[begin Extracted material]

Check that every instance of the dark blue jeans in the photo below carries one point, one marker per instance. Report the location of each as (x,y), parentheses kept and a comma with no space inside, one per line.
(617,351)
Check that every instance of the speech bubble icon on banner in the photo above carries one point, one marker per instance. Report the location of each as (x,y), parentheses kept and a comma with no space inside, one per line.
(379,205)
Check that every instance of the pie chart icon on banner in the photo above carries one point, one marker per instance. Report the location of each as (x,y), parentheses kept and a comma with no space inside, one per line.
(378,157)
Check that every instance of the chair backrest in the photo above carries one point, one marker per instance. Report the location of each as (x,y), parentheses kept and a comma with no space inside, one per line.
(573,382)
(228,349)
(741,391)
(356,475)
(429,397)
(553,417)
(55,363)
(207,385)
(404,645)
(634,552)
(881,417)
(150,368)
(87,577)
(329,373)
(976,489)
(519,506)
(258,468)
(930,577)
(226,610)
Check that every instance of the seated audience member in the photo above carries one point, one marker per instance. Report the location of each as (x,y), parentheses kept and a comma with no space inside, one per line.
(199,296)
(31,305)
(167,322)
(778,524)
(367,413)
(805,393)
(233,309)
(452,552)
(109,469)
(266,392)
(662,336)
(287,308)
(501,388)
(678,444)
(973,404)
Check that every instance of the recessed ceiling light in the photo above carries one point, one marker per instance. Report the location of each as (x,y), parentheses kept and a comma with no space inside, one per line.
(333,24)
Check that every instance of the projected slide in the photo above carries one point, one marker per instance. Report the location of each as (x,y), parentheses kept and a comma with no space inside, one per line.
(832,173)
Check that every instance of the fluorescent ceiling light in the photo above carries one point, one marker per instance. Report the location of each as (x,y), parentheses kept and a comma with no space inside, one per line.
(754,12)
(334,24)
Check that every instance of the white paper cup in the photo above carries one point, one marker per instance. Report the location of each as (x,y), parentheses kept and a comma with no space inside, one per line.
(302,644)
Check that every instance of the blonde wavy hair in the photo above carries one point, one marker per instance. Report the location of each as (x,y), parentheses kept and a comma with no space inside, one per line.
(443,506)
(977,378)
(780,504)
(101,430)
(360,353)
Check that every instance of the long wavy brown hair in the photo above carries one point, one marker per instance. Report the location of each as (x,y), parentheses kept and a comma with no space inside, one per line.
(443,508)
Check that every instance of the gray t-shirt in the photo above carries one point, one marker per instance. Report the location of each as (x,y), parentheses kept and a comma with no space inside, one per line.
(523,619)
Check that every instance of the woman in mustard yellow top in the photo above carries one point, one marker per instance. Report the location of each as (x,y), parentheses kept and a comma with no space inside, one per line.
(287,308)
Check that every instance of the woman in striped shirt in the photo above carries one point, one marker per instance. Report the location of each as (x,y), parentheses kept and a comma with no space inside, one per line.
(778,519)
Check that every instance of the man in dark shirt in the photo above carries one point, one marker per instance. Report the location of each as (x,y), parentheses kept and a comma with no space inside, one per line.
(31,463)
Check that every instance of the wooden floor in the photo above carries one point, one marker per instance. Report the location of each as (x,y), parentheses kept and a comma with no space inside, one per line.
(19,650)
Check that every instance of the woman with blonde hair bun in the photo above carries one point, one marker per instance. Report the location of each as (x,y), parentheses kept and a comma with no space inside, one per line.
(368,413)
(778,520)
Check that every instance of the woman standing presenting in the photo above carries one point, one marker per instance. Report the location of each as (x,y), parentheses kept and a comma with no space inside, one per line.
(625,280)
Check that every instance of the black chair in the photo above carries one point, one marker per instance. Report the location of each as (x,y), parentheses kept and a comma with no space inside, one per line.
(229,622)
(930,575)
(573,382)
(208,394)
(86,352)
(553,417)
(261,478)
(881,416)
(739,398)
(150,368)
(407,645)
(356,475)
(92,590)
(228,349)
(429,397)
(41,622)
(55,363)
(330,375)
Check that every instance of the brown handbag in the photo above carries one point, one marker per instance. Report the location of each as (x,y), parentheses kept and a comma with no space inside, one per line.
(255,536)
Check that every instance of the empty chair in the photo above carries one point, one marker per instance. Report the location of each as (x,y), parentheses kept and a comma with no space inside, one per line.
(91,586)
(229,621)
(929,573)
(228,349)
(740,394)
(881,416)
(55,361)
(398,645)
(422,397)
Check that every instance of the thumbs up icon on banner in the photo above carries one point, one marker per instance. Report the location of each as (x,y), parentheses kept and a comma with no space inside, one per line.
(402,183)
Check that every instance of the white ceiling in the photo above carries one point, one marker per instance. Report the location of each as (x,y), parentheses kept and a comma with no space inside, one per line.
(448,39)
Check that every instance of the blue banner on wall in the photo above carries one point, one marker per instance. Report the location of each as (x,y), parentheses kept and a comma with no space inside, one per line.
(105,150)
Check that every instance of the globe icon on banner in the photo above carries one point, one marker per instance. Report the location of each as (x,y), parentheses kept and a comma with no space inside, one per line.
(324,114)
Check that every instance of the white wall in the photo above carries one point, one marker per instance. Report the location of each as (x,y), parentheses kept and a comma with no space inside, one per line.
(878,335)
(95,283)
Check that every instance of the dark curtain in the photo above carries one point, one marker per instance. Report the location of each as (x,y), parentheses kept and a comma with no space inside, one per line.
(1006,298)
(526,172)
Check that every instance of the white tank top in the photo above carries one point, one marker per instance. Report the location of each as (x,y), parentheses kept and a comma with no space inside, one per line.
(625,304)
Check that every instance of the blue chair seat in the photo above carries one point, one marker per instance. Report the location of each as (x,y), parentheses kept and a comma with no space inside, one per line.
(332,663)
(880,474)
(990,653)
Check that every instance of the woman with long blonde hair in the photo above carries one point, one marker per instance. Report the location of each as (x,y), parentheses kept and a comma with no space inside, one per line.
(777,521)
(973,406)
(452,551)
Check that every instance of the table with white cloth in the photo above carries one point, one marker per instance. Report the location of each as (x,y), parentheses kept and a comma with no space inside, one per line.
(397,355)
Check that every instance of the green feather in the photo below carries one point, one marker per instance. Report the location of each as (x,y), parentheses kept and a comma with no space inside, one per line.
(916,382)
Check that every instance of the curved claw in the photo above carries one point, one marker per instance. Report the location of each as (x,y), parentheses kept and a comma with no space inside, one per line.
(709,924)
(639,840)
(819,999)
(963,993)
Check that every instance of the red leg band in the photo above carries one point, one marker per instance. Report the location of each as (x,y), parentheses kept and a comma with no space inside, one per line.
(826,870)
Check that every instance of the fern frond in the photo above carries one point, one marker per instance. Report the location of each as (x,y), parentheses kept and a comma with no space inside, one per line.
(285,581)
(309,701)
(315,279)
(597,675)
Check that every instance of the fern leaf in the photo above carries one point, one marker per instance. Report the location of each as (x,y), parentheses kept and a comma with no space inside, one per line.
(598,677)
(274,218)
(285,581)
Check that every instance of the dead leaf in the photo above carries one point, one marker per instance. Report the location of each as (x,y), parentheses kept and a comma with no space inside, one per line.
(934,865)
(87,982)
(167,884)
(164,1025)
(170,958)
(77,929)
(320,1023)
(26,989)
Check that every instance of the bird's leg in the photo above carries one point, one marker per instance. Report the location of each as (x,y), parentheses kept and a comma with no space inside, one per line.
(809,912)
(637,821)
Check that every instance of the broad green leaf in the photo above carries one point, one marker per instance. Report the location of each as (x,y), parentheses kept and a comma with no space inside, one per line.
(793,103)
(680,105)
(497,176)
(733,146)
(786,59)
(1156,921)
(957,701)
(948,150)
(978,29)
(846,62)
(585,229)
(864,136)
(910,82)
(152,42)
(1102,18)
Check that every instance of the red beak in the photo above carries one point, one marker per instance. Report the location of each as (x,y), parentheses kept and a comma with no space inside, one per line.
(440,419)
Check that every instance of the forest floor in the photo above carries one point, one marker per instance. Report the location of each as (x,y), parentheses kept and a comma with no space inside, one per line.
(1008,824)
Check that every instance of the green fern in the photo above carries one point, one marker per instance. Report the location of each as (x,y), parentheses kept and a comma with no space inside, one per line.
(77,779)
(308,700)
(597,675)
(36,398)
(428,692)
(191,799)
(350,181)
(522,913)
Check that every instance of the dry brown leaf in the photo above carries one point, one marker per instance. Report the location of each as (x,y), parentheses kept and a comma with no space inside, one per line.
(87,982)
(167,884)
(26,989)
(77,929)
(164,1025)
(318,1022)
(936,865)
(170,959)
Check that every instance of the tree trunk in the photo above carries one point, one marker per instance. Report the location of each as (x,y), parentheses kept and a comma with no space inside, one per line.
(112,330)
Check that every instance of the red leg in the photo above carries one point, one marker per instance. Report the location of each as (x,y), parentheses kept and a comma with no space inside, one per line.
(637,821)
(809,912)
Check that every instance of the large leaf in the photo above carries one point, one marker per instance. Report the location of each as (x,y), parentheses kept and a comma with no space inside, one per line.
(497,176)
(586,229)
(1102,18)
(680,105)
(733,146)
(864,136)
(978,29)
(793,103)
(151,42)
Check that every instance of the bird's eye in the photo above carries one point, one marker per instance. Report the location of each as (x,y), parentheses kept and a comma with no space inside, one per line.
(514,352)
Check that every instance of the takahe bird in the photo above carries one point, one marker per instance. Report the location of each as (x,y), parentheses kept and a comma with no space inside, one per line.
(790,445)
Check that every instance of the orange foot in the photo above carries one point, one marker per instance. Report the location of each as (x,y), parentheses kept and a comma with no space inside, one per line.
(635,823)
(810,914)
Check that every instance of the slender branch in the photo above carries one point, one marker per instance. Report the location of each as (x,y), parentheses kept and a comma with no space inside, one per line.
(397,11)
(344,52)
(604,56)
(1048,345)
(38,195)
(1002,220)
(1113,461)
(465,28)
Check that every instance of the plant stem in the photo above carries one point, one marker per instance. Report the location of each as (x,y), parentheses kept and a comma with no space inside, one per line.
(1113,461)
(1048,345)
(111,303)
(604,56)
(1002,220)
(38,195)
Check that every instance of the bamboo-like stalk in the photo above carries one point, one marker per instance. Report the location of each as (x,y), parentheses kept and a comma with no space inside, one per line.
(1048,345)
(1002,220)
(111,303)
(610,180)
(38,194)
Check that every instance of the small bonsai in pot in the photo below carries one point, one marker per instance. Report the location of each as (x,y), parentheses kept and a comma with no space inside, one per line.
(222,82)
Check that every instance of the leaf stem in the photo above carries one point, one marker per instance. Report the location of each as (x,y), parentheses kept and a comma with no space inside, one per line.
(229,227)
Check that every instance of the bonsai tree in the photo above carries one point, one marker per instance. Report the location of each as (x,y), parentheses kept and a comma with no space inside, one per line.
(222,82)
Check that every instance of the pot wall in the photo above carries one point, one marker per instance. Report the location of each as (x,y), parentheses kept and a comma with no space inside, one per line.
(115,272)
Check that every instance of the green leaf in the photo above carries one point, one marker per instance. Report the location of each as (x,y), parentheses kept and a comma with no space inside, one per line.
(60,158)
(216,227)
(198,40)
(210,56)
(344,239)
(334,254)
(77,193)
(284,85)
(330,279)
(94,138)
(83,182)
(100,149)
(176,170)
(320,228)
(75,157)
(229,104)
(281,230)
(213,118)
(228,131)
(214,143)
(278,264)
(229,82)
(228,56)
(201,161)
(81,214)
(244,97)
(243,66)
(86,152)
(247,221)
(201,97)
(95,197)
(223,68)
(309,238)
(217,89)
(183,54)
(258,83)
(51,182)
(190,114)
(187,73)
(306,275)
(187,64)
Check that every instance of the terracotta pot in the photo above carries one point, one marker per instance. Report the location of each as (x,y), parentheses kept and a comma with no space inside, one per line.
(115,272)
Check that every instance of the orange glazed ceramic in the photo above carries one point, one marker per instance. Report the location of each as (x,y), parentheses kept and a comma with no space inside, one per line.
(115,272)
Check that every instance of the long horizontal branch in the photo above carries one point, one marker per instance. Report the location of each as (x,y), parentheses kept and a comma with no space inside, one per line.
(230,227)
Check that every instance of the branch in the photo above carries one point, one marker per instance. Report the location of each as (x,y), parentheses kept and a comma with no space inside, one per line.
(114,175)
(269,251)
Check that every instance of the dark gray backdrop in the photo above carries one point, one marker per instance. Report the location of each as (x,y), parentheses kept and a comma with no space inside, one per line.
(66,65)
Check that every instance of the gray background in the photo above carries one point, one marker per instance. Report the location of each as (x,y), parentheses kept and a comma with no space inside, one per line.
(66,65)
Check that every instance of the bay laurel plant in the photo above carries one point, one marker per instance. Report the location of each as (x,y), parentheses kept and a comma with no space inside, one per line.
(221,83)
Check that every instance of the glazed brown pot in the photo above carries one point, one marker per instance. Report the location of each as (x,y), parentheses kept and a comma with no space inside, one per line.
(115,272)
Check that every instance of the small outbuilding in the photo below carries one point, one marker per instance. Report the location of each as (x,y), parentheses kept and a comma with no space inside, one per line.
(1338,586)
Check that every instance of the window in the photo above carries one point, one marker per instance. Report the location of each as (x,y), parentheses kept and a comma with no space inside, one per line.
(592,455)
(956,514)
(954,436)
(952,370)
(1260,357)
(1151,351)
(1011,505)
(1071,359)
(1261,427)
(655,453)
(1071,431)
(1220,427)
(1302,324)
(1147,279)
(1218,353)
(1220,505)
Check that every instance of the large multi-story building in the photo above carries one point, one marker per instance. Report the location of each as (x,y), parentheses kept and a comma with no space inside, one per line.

[end Extracted material]

→ Problem description
Reproduce the records above word for word, beginning at the line that contains "Check that every instance of the glazed" and continuing through the final line of the records.

→ Problem solution
Check that every instance of the glazed brown pot in the photo above carries one point, one marker per instance. Report the location of each as (x,y), parentheses kept and a comma with no space inside, one per line.
(115,272)
Check that every instance of the small outbuilding in the photo below carries one point, one marker per instance. Report the location of each as (x,y), parentheses kept and a comma with no space inside, one per line.
(1338,586)
Check that every instance of the window in the photo above carries one point, one marker per instance. Report the location of each as (x,y), parentheses kept and a comma with no space inside, one per line.
(592,455)
(956,514)
(954,436)
(952,370)
(1260,357)
(1151,351)
(1011,505)
(1071,359)
(1261,427)
(655,453)
(1071,431)
(1220,427)
(1302,324)
(1147,279)
(1218,353)
(1220,505)
Check that every instance of the large multi-story building in the photo above carries one point, one marker per instance. Report the location of each as (x,y), parentheses kept and a comma with no space inside, one per line.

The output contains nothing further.